Problem 1: List every person the health care passage names, giving each name as the passage gives it.
Problem 2: Write out the part of the health care passage from "Or will they?" up to and including "the left-out senators.", word for word.

+++ Passage provided +++

Or will they? At the end of July, word leaked out that the Senate Finance Committee, in addition to likely spiking the public option, has also decided to ditch the employer mandate. It was hard to be certain, because even Democrats on the committee don’t know what’s going on in the Group of Six selected by Baucus to craft the bill. Things got so bad that some Democrats on the committee--- including John Kerry, Chuck Schumer and Robert Menendez--- were reduced to holding what amounts to shadow hearings on health care several times a week, while Baucus and his crew conducted their meetings in relative secrecy. The chairman did not even bother to keep his fellow Democrats informed of the bill’s developments, let alone what he has promised Republicans in return for their support of the bill. “The Group of Six has hijacked the process,” says an aide to one of the left-out senators.

This leaves Democrats on the committee in the strange position of seriously considering pulling their support for a bill that will emerge from a panel on which they hold a clear majority. Other Democrats are also weighing an end run around their own leadership, hoping to sneak meaningful reforms back into the process. In the House, Rep. Anthony Weiner of New York refused to support the bill passed by the commerce committee unless he was allowed to attach an amendment that will enable Congress to vote on replacing the entire reform bill with a single-payer plan (Bernie Sanders is working on a similar measure in the Senate.) On the labor committee, Rep. Dennis Kucinich of Ohio took a more nuanced tack, offering an amendment that would free up states to switch to a single-payer system of their own.
It’s highly unlikely, though, that the party’s leaders will agree to include such measures when the five competing reform bills are eventually combined. On the House side, “Pelosi has unfettered discretion to combine the bills as she pleases,” observes one Democratic aide. Which leaves us where we are today, as Congress enjoys its vacation, and the various sides have taken to the airwaves in an advertising blitz to make sure the population is saturated with idiotic misconceptions before the bill is actually voted on in the fall.

+++ Given records +++

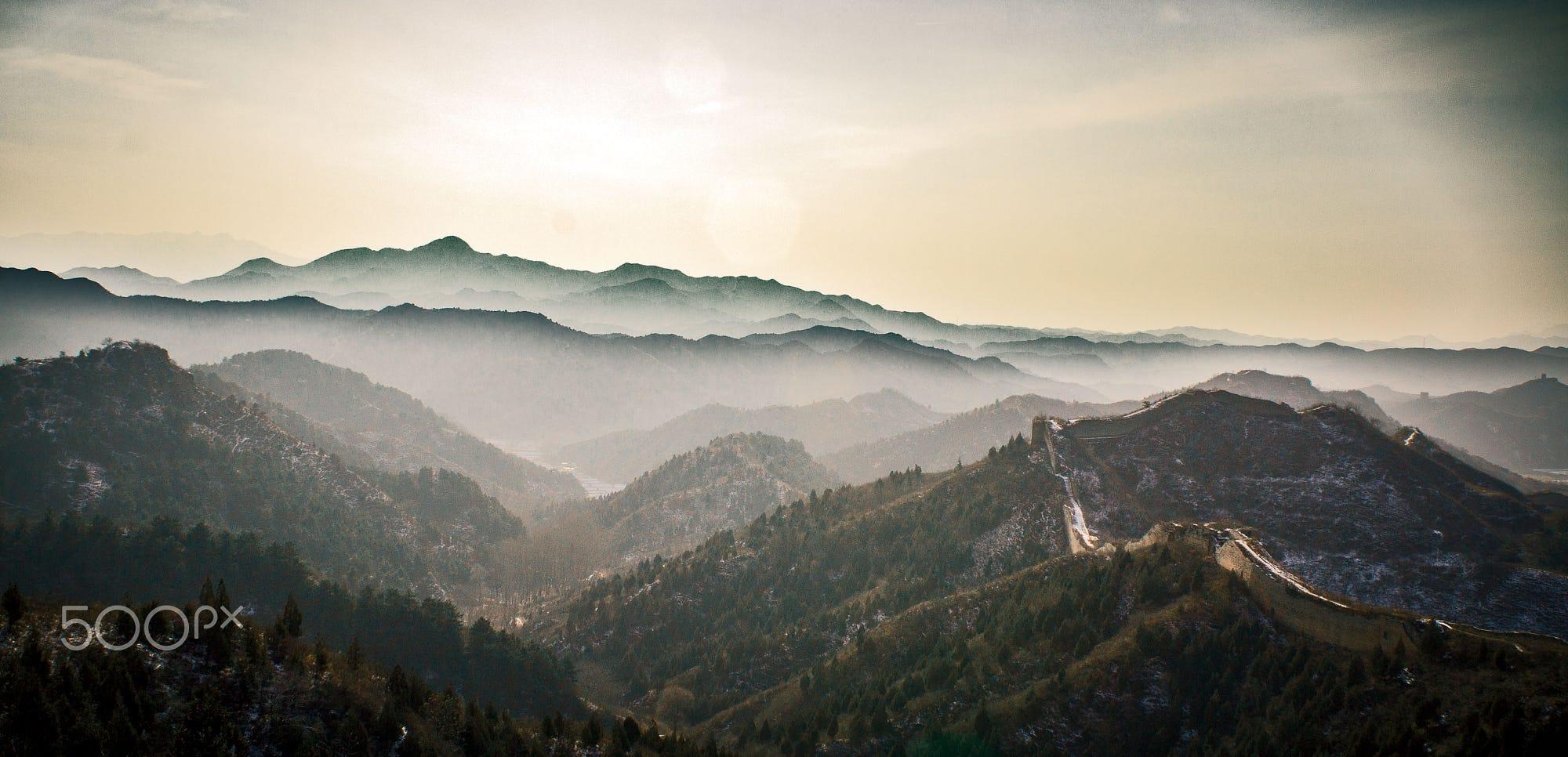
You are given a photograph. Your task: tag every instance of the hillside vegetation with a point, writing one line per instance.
(822, 427)
(385, 429)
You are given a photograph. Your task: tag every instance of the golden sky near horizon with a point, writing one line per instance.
(1260, 167)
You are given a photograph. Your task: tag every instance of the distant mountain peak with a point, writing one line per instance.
(446, 245)
(645, 269)
(258, 266)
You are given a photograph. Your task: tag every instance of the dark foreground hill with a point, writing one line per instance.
(1387, 520)
(1294, 391)
(960, 438)
(385, 429)
(123, 433)
(945, 614)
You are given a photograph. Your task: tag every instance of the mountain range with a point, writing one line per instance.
(514, 375)
(123, 433)
(822, 427)
(1385, 520)
(380, 427)
(1523, 429)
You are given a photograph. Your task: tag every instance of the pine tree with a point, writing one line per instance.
(13, 606)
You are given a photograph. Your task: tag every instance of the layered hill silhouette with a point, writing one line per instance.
(716, 487)
(380, 427)
(822, 427)
(946, 610)
(633, 299)
(125, 435)
(1523, 429)
(507, 375)
(1296, 391)
(1385, 520)
(1177, 364)
(964, 438)
(722, 485)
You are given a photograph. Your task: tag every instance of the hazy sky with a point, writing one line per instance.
(1263, 167)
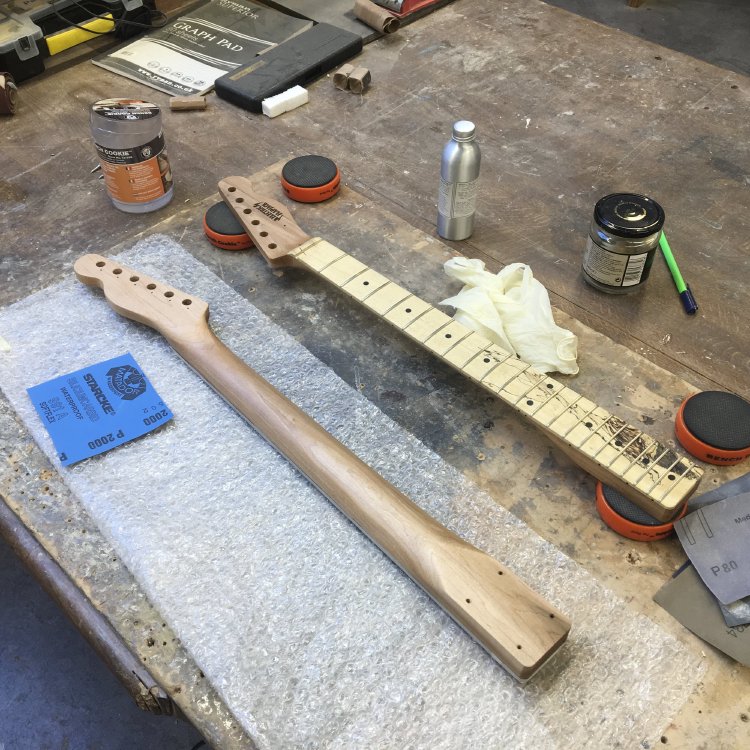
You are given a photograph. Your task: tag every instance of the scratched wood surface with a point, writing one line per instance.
(566, 111)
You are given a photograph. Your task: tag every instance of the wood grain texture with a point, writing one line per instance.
(516, 626)
(651, 474)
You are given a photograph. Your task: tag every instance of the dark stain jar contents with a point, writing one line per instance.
(622, 241)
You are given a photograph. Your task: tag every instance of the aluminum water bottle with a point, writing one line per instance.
(459, 178)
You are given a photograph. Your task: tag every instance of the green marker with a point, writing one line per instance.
(688, 301)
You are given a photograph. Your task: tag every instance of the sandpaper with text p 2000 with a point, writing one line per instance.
(716, 538)
(296, 62)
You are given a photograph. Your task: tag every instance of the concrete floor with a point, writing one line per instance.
(54, 692)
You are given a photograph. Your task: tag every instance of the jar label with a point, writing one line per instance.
(457, 199)
(136, 175)
(614, 269)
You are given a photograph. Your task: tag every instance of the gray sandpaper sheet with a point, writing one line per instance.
(688, 600)
(716, 538)
(312, 636)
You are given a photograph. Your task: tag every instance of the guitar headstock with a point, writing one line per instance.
(268, 222)
(176, 315)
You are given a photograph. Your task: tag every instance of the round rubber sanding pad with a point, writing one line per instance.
(714, 426)
(627, 519)
(310, 179)
(223, 230)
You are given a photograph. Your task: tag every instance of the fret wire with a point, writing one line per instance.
(351, 278)
(532, 389)
(650, 466)
(377, 289)
(417, 317)
(611, 438)
(463, 338)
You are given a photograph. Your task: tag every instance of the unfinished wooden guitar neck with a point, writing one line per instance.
(651, 474)
(517, 626)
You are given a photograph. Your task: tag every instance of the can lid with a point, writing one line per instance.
(463, 130)
(629, 214)
(125, 109)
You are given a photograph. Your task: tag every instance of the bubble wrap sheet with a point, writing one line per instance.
(312, 636)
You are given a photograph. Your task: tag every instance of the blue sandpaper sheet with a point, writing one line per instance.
(98, 407)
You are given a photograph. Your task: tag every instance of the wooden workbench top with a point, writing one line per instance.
(566, 112)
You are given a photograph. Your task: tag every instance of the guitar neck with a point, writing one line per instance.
(518, 627)
(650, 474)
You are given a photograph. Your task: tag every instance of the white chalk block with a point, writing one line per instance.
(286, 100)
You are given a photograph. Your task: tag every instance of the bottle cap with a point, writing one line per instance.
(463, 130)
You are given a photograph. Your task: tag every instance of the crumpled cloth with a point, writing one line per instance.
(512, 309)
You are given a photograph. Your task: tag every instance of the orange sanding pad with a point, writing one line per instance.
(310, 179)
(627, 519)
(714, 426)
(223, 230)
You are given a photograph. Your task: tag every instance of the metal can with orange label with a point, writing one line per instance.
(129, 140)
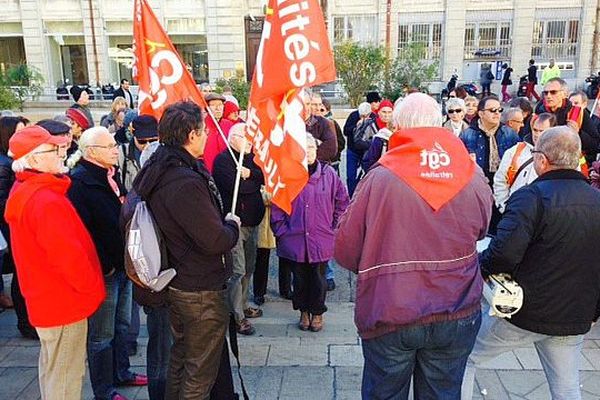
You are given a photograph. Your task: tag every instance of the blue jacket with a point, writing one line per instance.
(477, 143)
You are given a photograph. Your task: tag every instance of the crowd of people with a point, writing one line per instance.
(425, 187)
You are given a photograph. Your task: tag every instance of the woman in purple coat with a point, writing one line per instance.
(305, 238)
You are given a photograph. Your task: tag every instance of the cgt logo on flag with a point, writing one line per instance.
(295, 44)
(160, 73)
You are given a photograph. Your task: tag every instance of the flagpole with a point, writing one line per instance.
(209, 111)
(238, 175)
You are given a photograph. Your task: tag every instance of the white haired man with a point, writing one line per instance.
(97, 195)
(417, 319)
(251, 210)
(547, 242)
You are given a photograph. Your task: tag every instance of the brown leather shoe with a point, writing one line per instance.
(316, 324)
(5, 300)
(304, 323)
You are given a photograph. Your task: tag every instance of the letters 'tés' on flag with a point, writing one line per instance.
(294, 53)
(162, 76)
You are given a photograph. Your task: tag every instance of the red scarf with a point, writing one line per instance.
(432, 161)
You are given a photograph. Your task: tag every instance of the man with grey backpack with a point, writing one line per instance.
(198, 237)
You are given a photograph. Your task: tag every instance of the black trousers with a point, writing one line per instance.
(310, 287)
(260, 277)
(285, 276)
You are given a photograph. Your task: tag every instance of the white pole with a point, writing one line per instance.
(238, 176)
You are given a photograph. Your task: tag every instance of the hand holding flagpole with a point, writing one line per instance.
(238, 176)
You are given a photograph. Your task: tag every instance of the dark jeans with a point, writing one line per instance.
(160, 340)
(433, 355)
(198, 323)
(310, 287)
(260, 278)
(19, 302)
(353, 160)
(285, 276)
(107, 337)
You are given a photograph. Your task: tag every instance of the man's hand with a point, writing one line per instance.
(245, 173)
(234, 218)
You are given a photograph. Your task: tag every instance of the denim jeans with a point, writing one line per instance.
(244, 262)
(107, 337)
(434, 356)
(559, 355)
(352, 166)
(160, 340)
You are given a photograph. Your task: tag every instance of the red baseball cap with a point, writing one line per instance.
(27, 139)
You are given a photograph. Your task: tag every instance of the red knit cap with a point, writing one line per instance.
(228, 108)
(78, 117)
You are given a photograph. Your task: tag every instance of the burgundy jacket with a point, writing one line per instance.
(415, 266)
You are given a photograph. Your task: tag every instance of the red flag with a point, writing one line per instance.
(294, 53)
(161, 74)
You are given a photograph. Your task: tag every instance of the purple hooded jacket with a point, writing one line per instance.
(308, 234)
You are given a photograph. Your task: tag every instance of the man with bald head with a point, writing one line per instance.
(546, 241)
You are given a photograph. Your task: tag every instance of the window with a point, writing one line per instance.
(555, 39)
(487, 40)
(429, 35)
(358, 28)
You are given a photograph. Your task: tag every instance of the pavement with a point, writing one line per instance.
(282, 362)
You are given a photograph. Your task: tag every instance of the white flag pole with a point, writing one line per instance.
(238, 176)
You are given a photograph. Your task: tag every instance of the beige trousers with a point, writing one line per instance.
(62, 361)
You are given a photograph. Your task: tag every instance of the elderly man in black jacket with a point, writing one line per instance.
(188, 209)
(546, 241)
(251, 209)
(96, 193)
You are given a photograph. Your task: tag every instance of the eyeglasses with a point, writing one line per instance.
(495, 110)
(55, 150)
(146, 141)
(107, 147)
(552, 92)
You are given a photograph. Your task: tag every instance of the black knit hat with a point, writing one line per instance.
(54, 127)
(76, 92)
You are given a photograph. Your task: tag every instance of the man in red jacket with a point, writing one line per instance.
(59, 270)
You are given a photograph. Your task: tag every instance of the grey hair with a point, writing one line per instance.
(417, 110)
(563, 84)
(364, 109)
(87, 138)
(562, 146)
(455, 102)
(509, 114)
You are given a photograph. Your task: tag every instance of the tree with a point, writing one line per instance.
(359, 67)
(239, 88)
(410, 69)
(25, 82)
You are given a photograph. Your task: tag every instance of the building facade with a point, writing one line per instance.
(89, 41)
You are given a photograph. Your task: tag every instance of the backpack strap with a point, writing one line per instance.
(514, 170)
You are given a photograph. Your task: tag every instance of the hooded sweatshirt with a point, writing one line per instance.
(59, 270)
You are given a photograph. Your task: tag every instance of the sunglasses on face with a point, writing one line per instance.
(146, 141)
(495, 110)
(552, 92)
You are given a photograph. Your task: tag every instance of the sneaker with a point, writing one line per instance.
(252, 312)
(137, 380)
(330, 284)
(244, 327)
(5, 300)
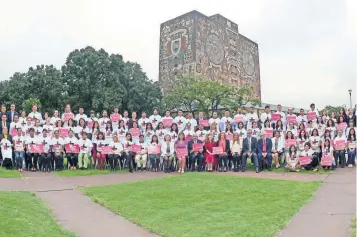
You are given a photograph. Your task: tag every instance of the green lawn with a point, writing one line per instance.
(203, 204)
(70, 173)
(22, 214)
(9, 173)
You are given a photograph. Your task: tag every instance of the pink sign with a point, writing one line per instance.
(311, 115)
(63, 132)
(167, 122)
(107, 150)
(135, 148)
(135, 132)
(217, 150)
(181, 152)
(36, 148)
(275, 117)
(291, 118)
(204, 123)
(68, 116)
(238, 118)
(72, 148)
(115, 117)
(305, 160)
(269, 132)
(340, 144)
(289, 142)
(326, 161)
(197, 147)
(154, 150)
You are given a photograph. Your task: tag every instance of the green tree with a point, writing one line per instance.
(27, 104)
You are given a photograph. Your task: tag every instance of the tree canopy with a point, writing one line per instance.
(92, 79)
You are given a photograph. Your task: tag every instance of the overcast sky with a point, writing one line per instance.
(308, 50)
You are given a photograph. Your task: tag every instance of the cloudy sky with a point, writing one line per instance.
(308, 50)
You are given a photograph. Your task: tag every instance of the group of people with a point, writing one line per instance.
(304, 141)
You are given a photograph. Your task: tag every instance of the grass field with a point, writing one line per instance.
(195, 205)
(22, 214)
(9, 173)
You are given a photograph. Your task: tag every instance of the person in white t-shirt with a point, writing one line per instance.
(155, 118)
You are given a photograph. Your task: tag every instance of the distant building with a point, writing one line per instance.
(208, 46)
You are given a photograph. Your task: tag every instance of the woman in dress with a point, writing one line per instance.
(209, 156)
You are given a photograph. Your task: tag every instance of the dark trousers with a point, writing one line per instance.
(222, 161)
(340, 155)
(72, 159)
(196, 158)
(154, 160)
(254, 158)
(237, 161)
(113, 160)
(267, 159)
(31, 160)
(57, 161)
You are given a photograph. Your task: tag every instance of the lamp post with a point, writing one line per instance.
(350, 92)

+++

Response area 1:
Baucus
John Kerry
Chuck Schumer
Robert Menendez
Anthony Weiner
Bernie Sanders
Dennis Kucinich
Pelosi

Response area 2:
Or will they? At the end of July, word leaked out that the Senate Finance Committee, in addition to likely spiking the public option, has also decided to ditch the employer mandate. It was hard to be certain, because even Democrats on the committee don’t know what’s going on in the Group of Six selected by Baucus to craft the bill. Things got so bad that some Democrats on the committee--- including John Kerry, Chuck Schumer and Robert Menendez--- were reduced to holding what amounts to shadow hearings on health care several times a week, while Baucus and his crew conducted their meetings in relative secrecy. The chairman did not even bother to keep his fellow Democrats informed of the bill’s developments, let alone what he has promised Republicans in return for their support of the bill. “The Group of Six has hijacked the process,” says an aide to one of the left-out senators.